§ Task to complete: Arrange every line of the data below as a JSON list of strings, with one string per line and blank lines omitted. Do not include the pictures in your answer.

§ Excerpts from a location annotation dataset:
◆ ◆ ◆ ◆

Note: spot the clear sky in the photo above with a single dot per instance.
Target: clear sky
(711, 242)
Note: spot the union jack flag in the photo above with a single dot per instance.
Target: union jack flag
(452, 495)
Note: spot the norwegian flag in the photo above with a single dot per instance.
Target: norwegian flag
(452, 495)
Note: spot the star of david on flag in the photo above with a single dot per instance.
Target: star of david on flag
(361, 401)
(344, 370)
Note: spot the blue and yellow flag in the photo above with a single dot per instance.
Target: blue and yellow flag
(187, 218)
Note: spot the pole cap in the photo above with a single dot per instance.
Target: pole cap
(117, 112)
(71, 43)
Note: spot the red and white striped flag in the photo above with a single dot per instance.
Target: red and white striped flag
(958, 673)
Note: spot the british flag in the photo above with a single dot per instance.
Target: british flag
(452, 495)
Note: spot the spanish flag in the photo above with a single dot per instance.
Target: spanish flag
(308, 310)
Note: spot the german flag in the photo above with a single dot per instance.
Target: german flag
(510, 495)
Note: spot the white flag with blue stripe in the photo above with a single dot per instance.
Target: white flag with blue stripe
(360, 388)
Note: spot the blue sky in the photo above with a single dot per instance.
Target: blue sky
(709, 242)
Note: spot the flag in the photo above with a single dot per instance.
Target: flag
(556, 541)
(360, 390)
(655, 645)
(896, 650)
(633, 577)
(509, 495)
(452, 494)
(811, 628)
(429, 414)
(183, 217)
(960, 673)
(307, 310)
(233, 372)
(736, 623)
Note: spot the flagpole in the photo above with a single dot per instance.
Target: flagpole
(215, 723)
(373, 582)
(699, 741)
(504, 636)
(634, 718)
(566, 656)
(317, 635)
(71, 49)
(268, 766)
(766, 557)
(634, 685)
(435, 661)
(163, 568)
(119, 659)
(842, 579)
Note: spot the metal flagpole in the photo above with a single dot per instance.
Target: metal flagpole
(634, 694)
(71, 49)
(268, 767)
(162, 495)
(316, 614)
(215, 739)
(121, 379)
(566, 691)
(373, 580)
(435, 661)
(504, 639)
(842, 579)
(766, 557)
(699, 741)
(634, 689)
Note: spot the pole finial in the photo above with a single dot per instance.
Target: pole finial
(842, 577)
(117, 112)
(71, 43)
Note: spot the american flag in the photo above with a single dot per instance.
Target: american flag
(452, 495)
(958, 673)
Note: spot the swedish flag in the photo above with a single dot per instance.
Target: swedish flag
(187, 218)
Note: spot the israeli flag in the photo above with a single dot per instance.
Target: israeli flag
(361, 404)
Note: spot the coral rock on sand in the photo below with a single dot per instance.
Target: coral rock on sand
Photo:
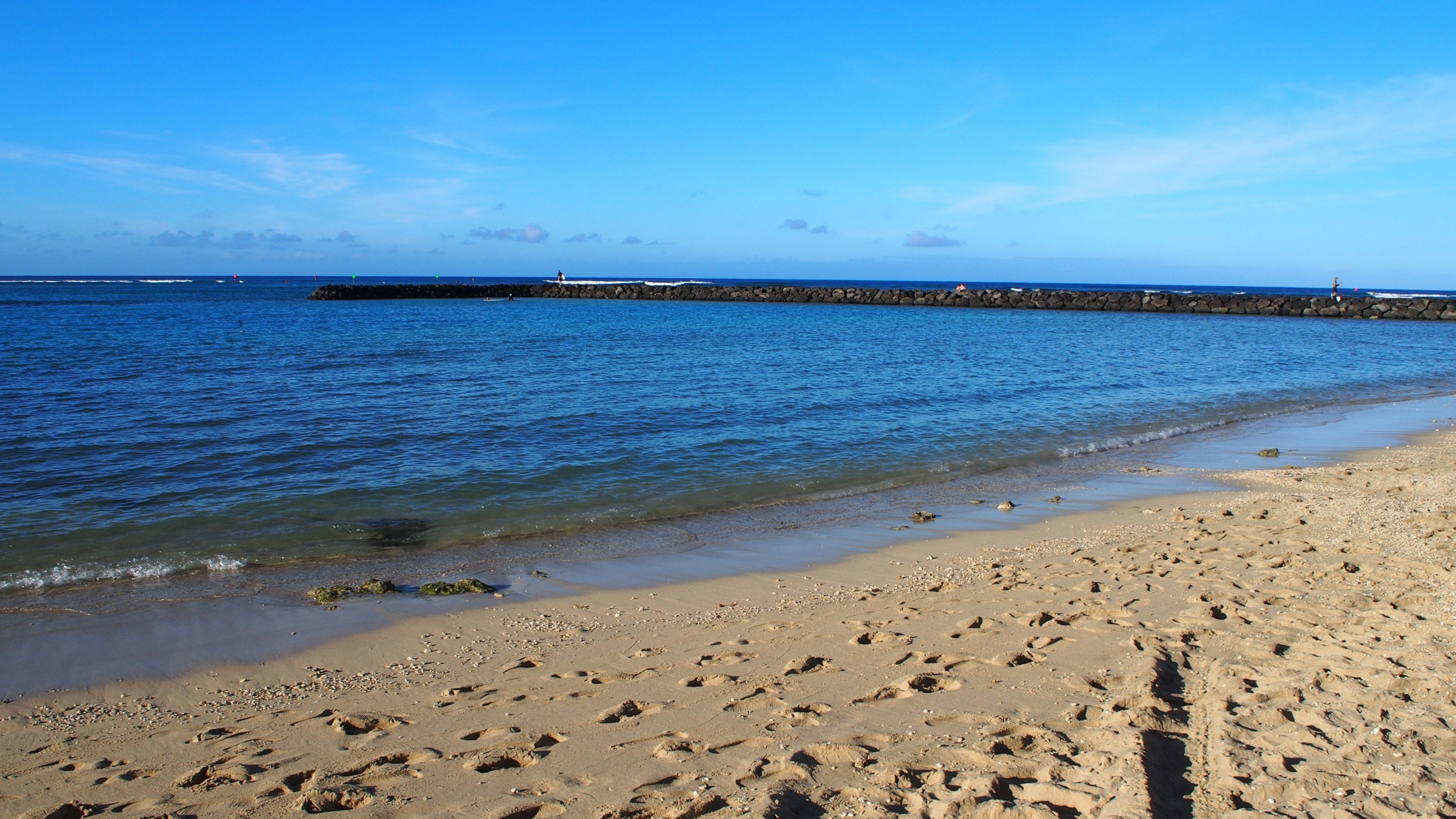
(458, 588)
(329, 594)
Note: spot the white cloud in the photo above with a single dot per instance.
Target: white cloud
(1398, 121)
(532, 234)
(922, 240)
(132, 169)
(312, 176)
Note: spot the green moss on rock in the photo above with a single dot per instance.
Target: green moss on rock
(469, 585)
(329, 594)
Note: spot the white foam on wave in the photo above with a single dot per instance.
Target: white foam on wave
(137, 569)
(95, 280)
(1123, 442)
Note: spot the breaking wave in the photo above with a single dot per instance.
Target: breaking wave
(136, 569)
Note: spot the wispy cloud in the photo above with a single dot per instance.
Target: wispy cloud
(922, 240)
(182, 240)
(126, 168)
(1398, 121)
(311, 176)
(532, 234)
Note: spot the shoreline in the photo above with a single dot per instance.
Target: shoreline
(1014, 298)
(1053, 668)
(168, 634)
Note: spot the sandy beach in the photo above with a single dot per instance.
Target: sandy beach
(1277, 648)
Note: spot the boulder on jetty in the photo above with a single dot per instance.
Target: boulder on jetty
(469, 585)
(1018, 299)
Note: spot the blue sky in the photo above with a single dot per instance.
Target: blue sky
(1246, 143)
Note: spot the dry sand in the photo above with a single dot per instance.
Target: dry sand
(1277, 649)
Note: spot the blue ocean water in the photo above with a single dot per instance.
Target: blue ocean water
(201, 425)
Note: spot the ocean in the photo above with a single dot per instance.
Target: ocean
(234, 430)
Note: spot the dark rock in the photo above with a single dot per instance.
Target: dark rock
(378, 588)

◆ ◆ ◆ ◆

§ Written reply:
[
  "Note: spot the clear sky in the photo above with a single dot per instance.",
  "Target: clear sky",
  "(711, 242)",
  "Note: spot the union jack flag in the photo above with a single dot per instance.",
  "Target: union jack flag",
  "(452, 495)",
  "Note: spot the norwegian flag in the photo above with a single dot per instance.",
  "Target: norwegian flag",
  "(452, 495)",
  "Note: spot the star of david on flag in the photo above with a single dot per instance.",
  "Target: star of david on flag",
  "(361, 401)",
  "(344, 370)",
  "Note: spot the blue and yellow flag in the photo above with a single dot per instance.",
  "Target: blue and yellow flag",
  "(187, 218)",
  "Note: spot the pole cap in the photo above with a single dot per instance.",
  "Target: pole cap",
  "(117, 112)",
  "(71, 43)",
  "Note: spot the red and white striped flag in the photo above with a single dot per instance.",
  "Target: red and white striped flag",
  "(958, 673)",
  "Note: spot the british flag in the photo above with a single dot per instance.",
  "Target: british flag",
  "(452, 495)",
  "Note: spot the spanish flag in the photo above with a single dot per instance.",
  "Target: spanish flag",
  "(308, 310)",
  "Note: spot the german flag in the photo above with a single dot per instance.",
  "Target: german flag",
  "(510, 495)",
  "Note: spot the white flag with blue stripe in the photo above with a single dot per instance.",
  "Target: white flag with blue stripe",
  "(360, 388)",
  "Note: spot the blue sky in the photo above with a single dot per instance.",
  "Target: blue sky",
  "(709, 242)",
  "Note: spot the flag in the photo above with a single dot per instance.",
  "Target: flag",
  "(556, 541)",
  "(360, 390)",
  "(655, 645)",
  "(896, 650)",
  "(633, 577)",
  "(509, 495)",
  "(452, 494)",
  "(811, 628)",
  "(429, 414)",
  "(183, 217)",
  "(960, 673)",
  "(307, 310)",
  "(233, 372)",
  "(736, 623)",
  "Note: spot the flagpole in the photo above with a single dot per instance.",
  "Target: flagpole",
  "(215, 723)",
  "(373, 582)",
  "(699, 741)",
  "(504, 636)",
  "(634, 718)",
  "(566, 656)",
  "(317, 635)",
  "(71, 49)",
  "(268, 766)",
  "(766, 557)",
  "(634, 685)",
  "(435, 661)",
  "(163, 568)",
  "(119, 659)",
  "(842, 579)",
  "Note: spot the metal flagpole in the photo above with a single dot per instance.",
  "Target: metal flagpole",
  "(634, 694)",
  "(71, 49)",
  "(268, 767)",
  "(162, 495)",
  "(316, 614)",
  "(215, 739)",
  "(121, 379)",
  "(566, 691)",
  "(373, 580)",
  "(435, 661)",
  "(504, 639)",
  "(842, 579)",
  "(766, 557)",
  "(699, 741)",
  "(634, 689)",
  "Note: spot the pole finial in the photo above with a single dot per instance.",
  "Target: pole finial",
  "(842, 577)",
  "(117, 112)",
  "(71, 43)",
  "Note: spot the american flag in the photo above with a single dot per instance.",
  "Target: american flag",
  "(452, 495)",
  "(958, 673)",
  "Note: spot the swedish flag in the photo above with a single dot per instance.",
  "Target: swedish flag",
  "(187, 218)",
  "Note: spot the israeli flag in the photo above with a single dot per instance.",
  "Target: israeli flag",
  "(361, 404)",
  "Note: spot the coral rock on sand in the photo below with a single dot per instance.",
  "Target: coral rock on sand",
  "Photo:",
  "(458, 588)",
  "(329, 594)",
  "Note: spot the white cloud in the photo above with a single dot per instance.",
  "Target: white cloud",
  "(1398, 121)",
  "(532, 234)",
  "(922, 240)",
  "(132, 169)",
  "(312, 176)",
  "Note: spot the green moss on rock in the photo above with a single dot per instance.",
  "Target: green moss on rock",
  "(469, 585)",
  "(329, 594)",
  "Note: spot the white foam on wave in the photo above with a single dot per instance.",
  "Target: white foam on wave",
  "(137, 569)",
  "(95, 280)",
  "(1123, 442)",
  "Note: spot the breaking wave in the photo above with a single dot per instance.",
  "Target: breaking wave",
  "(136, 569)",
  "Note: spot the wispy cloud in the photo above with a single dot per instance.",
  "Target: wispy cloud",
  "(922, 240)",
  "(182, 240)",
  "(126, 168)",
  "(1398, 121)",
  "(311, 176)",
  "(532, 234)",
  "Note: spot the shoreline in the photo above with a single dot per instance.",
  "Target: shoreline",
  "(1014, 298)",
  "(1053, 668)",
  "(168, 634)",
  "Note: spot the sandy beach in the photo above with a single dot per instance.",
  "Target: sandy beach",
  "(1277, 648)",
  "Note: spot the boulder on jetty in the photo above with a single dot per instance.",
  "Target: boulder on jetty",
  "(469, 585)",
  "(1018, 299)",
  "Note: spot the blue sky in the photo above with a single dot per instance.",
  "Target: blue sky",
  "(1246, 143)",
  "Note: spot the dry sand in the photo above with a single dot per instance.",
  "Target: dry sand",
  "(1277, 649)",
  "Note: spot the blue ocean water in the photo above with a single dot per instance.",
  "Target: blue ocean water",
  "(201, 425)",
  "Note: spot the ocean in the photo above with a single dot per instance.",
  "Target: ocean",
  "(234, 430)",
  "Note: spot the dark rock in the photo above with a single dot per instance.",
  "Target: dark rock",
  "(378, 588)"
]